**What to do**
Exactly as written, retype the lines that run from the line holding "Reviewer note: confirm that every instance of the wooden deck in" through the end of the records below. Do not include pictures.

**Pointing and labeling entries**
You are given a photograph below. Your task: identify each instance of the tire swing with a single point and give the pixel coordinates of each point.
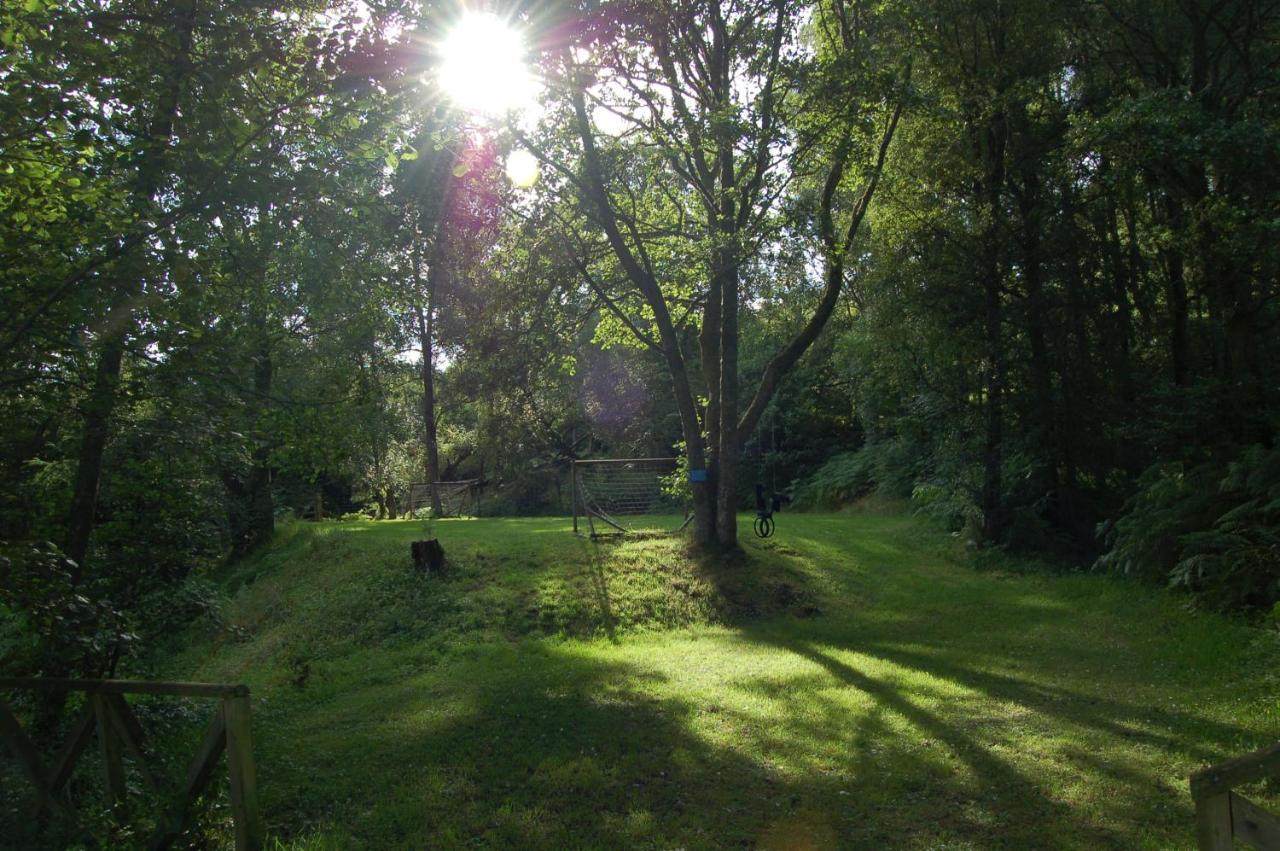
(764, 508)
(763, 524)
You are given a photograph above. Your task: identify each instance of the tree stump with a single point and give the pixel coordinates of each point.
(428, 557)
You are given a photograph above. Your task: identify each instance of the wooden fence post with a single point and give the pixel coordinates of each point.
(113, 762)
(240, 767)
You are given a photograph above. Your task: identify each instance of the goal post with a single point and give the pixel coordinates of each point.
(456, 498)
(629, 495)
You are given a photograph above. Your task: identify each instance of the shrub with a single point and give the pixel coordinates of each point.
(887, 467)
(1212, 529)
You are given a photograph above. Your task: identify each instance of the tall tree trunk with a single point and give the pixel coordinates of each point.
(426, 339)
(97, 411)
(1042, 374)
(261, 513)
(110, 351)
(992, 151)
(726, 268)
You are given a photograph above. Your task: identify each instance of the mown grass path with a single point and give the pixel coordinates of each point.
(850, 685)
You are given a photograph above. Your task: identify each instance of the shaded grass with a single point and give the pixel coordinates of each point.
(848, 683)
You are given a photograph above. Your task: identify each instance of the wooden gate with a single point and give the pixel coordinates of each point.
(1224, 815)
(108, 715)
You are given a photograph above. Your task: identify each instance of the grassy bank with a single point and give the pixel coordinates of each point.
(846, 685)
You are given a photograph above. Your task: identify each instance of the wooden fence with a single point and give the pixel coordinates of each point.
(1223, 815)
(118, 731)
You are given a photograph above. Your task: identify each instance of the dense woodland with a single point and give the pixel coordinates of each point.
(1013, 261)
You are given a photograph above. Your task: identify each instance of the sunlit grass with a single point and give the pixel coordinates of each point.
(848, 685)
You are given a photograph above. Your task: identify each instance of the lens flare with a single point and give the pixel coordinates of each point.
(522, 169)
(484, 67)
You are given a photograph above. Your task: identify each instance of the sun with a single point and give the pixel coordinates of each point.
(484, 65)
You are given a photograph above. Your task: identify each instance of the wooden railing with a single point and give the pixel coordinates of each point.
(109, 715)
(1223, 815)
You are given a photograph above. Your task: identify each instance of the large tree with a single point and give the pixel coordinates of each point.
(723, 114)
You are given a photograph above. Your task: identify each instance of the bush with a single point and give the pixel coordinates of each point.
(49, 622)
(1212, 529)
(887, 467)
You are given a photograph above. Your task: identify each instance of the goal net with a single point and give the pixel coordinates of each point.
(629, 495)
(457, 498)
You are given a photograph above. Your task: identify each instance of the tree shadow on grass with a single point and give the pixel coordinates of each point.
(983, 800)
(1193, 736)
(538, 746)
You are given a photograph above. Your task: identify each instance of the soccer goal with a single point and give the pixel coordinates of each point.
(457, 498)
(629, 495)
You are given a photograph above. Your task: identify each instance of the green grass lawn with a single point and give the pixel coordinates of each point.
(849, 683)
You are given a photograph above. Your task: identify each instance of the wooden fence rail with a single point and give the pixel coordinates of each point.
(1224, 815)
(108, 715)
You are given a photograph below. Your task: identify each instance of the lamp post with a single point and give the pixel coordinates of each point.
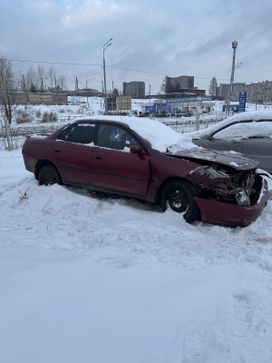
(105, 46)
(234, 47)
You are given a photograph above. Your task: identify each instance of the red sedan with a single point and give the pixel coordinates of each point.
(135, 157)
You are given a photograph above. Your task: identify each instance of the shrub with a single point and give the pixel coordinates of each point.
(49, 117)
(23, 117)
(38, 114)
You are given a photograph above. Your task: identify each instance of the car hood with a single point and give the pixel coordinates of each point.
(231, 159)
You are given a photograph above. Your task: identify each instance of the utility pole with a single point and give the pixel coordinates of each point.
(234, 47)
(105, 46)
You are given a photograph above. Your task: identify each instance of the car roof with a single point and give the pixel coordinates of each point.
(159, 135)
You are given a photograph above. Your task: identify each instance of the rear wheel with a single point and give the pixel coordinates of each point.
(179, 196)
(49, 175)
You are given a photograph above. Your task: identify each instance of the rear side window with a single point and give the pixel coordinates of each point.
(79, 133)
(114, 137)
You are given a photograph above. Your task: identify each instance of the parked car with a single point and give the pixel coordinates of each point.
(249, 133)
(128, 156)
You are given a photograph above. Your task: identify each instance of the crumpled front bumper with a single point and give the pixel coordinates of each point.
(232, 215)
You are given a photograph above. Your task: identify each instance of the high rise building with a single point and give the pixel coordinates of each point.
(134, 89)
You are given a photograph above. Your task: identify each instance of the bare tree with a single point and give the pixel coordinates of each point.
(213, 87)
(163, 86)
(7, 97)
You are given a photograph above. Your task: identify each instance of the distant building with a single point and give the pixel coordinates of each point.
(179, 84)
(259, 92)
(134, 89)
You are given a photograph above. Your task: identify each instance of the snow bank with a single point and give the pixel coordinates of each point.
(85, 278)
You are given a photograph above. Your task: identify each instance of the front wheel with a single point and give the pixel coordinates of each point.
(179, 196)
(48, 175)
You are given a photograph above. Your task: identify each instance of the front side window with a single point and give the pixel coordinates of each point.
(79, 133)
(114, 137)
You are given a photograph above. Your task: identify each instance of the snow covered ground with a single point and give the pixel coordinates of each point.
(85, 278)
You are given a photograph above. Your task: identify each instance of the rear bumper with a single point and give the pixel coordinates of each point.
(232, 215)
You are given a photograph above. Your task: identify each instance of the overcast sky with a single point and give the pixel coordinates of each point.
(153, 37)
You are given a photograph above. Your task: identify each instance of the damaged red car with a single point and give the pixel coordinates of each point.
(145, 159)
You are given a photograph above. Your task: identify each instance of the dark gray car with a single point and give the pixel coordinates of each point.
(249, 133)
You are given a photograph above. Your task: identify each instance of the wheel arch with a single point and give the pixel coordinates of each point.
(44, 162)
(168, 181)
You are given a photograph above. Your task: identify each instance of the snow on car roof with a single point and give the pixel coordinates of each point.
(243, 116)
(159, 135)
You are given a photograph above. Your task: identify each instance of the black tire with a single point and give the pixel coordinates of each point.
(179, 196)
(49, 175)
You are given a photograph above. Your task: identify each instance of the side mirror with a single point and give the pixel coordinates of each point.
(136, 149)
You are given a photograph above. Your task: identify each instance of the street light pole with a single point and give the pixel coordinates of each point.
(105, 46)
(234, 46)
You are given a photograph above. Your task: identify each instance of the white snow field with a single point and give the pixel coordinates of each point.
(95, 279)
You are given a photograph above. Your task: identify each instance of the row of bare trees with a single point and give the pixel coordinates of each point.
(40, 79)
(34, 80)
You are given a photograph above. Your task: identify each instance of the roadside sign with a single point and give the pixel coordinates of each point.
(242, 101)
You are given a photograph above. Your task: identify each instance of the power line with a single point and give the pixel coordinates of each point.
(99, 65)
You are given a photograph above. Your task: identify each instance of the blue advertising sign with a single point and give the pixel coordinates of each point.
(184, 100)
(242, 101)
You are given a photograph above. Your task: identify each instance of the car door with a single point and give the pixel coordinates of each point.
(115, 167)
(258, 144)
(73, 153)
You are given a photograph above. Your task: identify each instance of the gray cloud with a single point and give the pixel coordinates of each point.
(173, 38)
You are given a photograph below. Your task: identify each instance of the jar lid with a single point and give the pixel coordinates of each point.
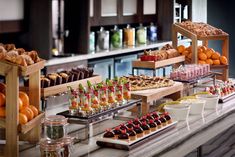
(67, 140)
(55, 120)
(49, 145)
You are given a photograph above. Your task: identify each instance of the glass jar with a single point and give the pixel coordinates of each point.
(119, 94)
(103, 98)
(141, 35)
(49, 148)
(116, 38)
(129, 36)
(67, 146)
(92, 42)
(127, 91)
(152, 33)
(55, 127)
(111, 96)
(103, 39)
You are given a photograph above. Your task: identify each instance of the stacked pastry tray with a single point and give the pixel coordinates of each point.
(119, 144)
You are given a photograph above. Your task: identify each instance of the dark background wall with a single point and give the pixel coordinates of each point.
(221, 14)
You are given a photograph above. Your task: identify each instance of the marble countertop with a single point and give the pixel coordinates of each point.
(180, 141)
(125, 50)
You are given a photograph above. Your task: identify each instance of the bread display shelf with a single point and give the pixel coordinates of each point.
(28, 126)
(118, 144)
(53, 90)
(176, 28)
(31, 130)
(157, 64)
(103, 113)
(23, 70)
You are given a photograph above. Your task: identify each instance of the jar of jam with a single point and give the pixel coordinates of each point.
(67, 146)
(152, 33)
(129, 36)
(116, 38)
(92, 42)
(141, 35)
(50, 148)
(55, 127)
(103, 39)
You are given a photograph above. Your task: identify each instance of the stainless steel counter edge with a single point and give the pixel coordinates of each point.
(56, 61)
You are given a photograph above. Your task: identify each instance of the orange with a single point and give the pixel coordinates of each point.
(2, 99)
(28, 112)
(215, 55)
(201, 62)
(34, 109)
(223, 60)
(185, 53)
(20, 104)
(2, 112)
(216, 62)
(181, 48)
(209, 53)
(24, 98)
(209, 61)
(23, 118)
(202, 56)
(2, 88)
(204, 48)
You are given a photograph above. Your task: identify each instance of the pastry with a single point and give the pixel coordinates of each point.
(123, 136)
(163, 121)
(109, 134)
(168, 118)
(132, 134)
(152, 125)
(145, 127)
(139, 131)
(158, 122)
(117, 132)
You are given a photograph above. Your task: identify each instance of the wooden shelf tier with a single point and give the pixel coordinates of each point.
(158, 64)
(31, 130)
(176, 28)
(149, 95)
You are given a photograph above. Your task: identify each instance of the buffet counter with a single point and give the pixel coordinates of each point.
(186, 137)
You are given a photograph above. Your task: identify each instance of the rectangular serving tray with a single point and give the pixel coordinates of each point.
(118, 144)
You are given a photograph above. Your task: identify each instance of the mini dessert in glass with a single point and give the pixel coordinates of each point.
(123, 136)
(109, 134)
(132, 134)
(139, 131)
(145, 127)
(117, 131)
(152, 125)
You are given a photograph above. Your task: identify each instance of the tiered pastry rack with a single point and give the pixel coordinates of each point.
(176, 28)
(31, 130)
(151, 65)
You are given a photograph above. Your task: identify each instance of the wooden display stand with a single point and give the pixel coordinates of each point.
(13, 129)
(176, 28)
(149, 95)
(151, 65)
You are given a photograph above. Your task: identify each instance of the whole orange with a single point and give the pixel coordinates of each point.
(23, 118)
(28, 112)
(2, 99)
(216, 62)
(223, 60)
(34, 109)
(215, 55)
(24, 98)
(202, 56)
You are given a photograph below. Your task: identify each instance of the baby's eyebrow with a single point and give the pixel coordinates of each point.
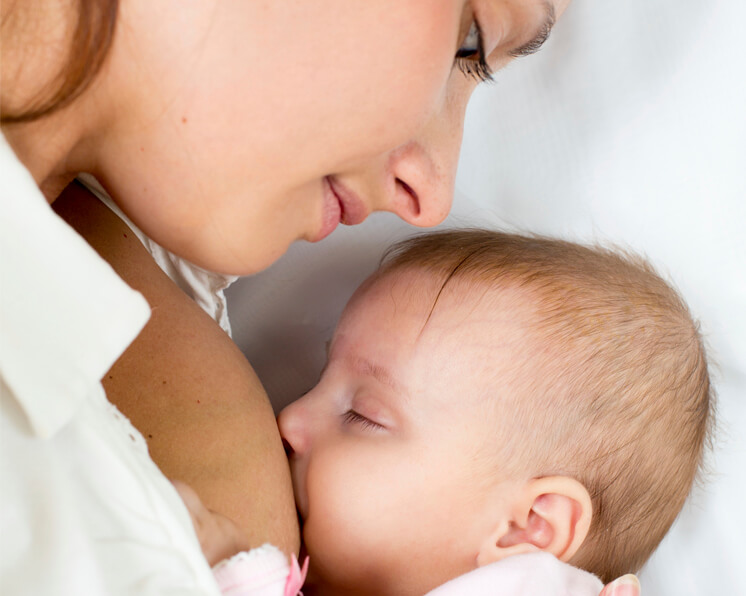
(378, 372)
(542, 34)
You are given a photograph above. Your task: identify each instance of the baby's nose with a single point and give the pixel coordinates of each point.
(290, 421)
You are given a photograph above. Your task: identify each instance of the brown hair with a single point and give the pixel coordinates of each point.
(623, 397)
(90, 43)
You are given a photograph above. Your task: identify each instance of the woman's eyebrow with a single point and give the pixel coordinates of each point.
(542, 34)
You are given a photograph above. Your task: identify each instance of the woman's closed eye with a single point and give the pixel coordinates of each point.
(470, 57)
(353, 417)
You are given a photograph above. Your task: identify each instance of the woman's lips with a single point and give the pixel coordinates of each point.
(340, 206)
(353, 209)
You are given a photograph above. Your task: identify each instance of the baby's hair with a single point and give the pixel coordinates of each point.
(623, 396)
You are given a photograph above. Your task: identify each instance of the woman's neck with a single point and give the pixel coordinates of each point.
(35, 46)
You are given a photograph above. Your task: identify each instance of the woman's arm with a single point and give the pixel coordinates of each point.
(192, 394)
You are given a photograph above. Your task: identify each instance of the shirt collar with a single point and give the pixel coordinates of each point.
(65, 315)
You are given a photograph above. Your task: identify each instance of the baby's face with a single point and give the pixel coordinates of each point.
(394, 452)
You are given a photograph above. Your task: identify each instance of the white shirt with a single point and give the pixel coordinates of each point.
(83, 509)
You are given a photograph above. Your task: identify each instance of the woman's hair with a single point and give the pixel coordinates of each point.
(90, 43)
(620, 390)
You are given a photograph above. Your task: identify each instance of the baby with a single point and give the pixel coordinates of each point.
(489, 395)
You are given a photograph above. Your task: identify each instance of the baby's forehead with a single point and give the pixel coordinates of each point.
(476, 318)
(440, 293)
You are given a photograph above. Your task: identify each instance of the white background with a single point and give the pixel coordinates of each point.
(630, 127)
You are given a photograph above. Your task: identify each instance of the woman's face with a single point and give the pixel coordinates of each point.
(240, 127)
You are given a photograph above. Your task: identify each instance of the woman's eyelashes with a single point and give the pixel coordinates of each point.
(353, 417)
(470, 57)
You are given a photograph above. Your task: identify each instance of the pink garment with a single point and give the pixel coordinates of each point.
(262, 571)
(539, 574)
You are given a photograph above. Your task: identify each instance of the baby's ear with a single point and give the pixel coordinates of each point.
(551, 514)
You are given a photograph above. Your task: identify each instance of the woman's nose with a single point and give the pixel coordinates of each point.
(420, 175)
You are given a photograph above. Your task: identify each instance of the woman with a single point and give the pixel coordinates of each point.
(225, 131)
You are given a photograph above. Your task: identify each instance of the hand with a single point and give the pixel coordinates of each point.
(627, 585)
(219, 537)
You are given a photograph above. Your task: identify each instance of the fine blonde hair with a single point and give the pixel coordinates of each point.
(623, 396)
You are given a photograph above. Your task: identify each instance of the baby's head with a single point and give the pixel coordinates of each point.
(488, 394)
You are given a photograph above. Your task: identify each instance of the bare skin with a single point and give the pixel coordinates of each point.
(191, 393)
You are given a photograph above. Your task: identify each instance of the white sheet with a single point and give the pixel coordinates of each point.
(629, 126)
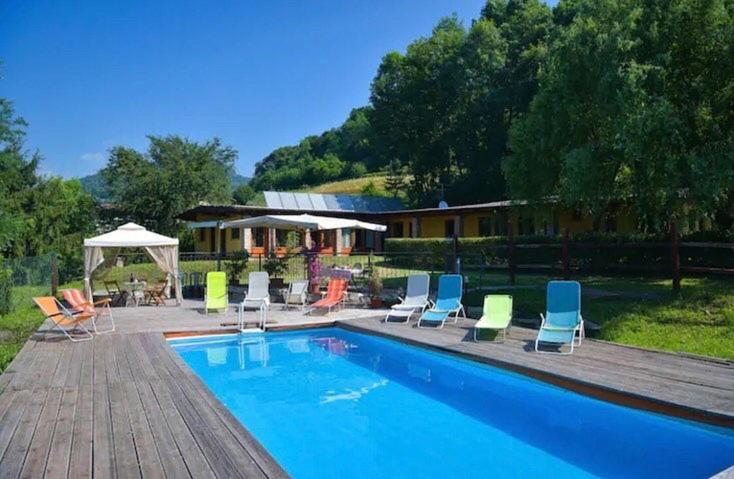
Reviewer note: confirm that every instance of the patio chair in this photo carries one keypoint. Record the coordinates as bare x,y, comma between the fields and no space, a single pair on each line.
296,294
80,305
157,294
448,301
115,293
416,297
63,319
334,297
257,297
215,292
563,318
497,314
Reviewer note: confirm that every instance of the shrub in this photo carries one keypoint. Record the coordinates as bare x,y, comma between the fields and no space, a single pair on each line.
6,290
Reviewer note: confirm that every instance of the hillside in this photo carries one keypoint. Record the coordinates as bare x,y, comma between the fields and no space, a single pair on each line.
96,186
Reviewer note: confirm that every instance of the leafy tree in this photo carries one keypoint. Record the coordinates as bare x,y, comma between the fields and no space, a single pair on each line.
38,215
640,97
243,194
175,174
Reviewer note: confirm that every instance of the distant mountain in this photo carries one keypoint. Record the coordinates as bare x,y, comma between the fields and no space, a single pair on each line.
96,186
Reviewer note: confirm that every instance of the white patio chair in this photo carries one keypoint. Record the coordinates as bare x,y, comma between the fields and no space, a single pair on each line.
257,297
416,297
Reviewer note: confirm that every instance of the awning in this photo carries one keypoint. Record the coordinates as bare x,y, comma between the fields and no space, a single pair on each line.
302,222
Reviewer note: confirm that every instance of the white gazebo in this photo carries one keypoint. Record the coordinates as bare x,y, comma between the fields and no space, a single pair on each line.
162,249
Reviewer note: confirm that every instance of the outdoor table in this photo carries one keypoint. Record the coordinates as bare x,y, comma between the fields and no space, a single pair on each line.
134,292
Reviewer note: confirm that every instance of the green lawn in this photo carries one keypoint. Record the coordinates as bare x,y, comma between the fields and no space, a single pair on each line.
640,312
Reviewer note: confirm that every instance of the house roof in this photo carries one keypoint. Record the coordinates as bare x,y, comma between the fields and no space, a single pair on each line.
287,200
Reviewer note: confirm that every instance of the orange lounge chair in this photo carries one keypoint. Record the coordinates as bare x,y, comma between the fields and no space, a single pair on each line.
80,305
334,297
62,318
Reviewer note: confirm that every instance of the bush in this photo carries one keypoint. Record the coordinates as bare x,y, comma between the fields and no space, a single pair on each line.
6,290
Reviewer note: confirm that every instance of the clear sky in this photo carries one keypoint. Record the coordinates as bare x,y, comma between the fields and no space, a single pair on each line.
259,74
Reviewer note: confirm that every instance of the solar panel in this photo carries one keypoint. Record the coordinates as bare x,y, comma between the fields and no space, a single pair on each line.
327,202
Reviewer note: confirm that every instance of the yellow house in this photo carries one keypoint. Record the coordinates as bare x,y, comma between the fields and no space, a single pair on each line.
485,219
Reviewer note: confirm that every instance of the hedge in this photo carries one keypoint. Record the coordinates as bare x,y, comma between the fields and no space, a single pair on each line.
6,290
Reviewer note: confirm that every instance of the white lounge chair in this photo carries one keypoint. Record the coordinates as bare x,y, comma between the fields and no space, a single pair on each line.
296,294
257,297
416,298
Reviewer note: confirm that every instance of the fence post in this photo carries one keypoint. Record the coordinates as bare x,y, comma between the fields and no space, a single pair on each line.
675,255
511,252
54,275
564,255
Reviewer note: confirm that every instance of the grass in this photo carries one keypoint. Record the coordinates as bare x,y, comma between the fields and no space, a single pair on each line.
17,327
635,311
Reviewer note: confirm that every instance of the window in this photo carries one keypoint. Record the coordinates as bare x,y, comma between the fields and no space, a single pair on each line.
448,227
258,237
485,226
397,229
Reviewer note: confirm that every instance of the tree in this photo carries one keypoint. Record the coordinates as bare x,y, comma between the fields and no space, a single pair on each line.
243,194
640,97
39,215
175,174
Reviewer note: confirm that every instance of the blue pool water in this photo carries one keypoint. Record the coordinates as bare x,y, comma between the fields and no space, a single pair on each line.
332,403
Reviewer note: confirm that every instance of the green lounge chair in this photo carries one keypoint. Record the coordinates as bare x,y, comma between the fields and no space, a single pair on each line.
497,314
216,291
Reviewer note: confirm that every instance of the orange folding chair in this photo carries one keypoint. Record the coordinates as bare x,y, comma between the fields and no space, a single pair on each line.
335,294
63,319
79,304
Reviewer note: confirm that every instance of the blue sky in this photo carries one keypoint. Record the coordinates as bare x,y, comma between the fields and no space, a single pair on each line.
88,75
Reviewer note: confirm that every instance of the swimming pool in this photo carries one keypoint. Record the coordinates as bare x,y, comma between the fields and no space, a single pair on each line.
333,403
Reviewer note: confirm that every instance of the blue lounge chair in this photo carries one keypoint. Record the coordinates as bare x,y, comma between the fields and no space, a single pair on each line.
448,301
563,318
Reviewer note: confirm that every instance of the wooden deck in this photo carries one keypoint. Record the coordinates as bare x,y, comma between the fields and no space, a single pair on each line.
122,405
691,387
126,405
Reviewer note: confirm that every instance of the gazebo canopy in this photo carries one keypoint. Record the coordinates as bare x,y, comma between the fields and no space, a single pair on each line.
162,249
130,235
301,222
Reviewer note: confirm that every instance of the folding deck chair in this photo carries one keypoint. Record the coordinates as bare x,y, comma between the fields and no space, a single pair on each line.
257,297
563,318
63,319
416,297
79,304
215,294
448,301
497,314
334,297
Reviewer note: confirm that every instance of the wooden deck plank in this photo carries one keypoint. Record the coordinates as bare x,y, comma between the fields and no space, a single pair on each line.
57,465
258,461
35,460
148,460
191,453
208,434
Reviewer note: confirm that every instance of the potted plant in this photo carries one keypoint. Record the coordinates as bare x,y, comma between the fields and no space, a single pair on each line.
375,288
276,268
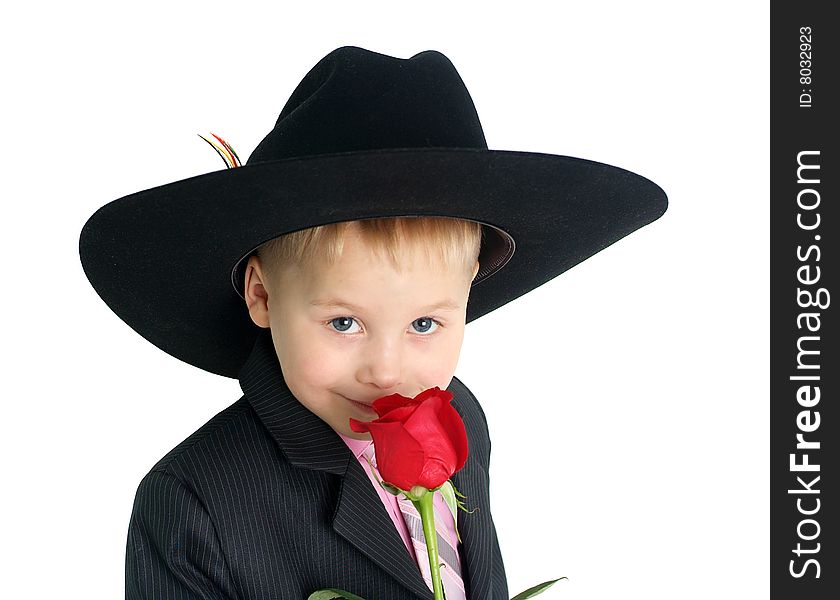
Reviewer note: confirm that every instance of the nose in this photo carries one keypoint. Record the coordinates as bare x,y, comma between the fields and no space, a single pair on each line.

**Answer to the problem**
Reviewer note: confirm that every instance of the wooden deck in this photo carries one keypoint. Record the coordinates as bare x,y, comma between the fields and no space, a single pair on each line.
122,405
691,387
126,405
Reviewer note: confirm that every instance of the gazebo canopy in this photo carries one keypoint. Record the coordinates as bare x,y, comma between the fields and no space, a single pair on each line.
162,249
130,235
301,222
Reviewer note: confirm that every instance of the folding deck chair in this photo carries one keypoint. Record the coordinates as bare x,y, comma between the fields and no space, a single pair on each line.
257,297
563,318
63,319
416,297
79,304
215,294
448,301
497,314
334,297
Reviewer note: confirm that every instance of the wooden deck plank in this photo carries one keypoint. Record the coordinates as bare x,y, comma between the fields and no space, a single pair on each line.
57,465
258,461
35,460
148,460
191,453
208,434
Reviewer note: confirm that every instance of the potted plant in this photo carries one keypoint. Record the coordinates as bare x,y, comma between the fields and no space, a single pair on each line.
375,288
276,268
Reviewer note: confirm that every instance of the nose in this photo carries one keypoint. Record the coordinates as bare x,y, comma between the fields and no space, a single pair on each line.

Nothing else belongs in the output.